● **DIRECTIONS FOR THIS TASK**:
Please give back all the records exactly, but keep the pictures out.

[Images for object localization]
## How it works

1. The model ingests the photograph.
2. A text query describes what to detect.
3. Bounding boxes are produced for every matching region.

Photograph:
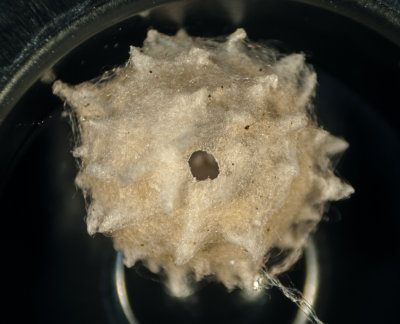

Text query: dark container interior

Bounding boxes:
[0,1,399,323]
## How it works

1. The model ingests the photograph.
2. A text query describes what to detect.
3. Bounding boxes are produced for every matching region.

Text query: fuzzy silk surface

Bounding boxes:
[53,29,353,297]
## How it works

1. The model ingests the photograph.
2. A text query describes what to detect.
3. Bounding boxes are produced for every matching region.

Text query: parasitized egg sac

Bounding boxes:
[53,29,353,297]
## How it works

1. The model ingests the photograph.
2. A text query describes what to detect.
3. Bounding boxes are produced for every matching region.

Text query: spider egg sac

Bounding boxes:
[53,29,354,297]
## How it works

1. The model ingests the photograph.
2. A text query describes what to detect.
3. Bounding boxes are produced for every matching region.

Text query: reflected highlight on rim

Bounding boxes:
[115,252,139,324]
[115,239,320,324]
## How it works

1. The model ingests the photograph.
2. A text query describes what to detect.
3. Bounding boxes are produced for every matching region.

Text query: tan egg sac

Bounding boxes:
[53,29,353,297]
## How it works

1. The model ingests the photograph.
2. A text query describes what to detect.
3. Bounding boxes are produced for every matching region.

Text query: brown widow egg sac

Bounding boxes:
[53,28,353,297]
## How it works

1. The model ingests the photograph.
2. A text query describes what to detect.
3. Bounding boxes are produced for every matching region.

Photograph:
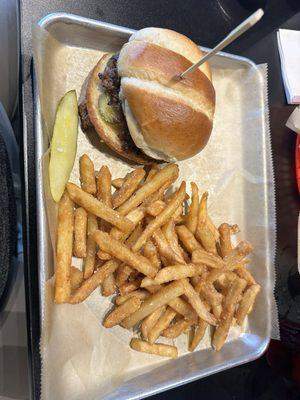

● **TASK OUTPUT**:
## How it works

1. The model ingests the photograph.
2. A text query describes what to detect.
3. Bounding boxes are produced for every matching region.

Photograph:

Text query: dark container interior

Bounding boxes:
[0,1,399,323]
## How it works

1. The model ingests the photograph.
2. A text query describes what to detect.
3. Bounding boxes are produced for every matching region.

Text query: fuzzy silk surface

Bounding boxes:
[53,29,353,297]
## How it works

1. The model ingests the photograph.
2. A text query describes what to detect.
3. Bounding boxes are produced for every matching region.

Text query: parasitized egg sac

Bounding boxes:
[53,29,353,297]
## How it works

1. The model ingests the photograph.
2. A text query describes what to detect.
3. Bounding boxes are produced for every matching region.

Text query: spider egg sac

Bounding boxes:
[53,29,354,297]
## How it works

1. The model ingests the photograph.
2. A text query describes what to detect.
3. Bounding boxes are produced for every matching region.

Text query: reflected highlight on rim

Bounding boxes:
[115,252,139,324]
[115,239,320,324]
## How it works

1. The model ingests the photograph.
2. A text query describes what to detect.
3. Bounding boxes are produced for every matching region.

Text query: tan egg sac

Bounding boxes:
[53,29,353,297]
## How it works

1. The model ingests the photograph.
2. A text query describes what to detect.
3. Bounding boxes are produced for every matching region.

Text query: brown widow egg sac

Bounding boxes:
[53,28,353,297]
## How it works

1. The model ingests the photograph.
2. A text query describes what to detect.
3. Bounding boxes are produced for every matching region.

Photograph:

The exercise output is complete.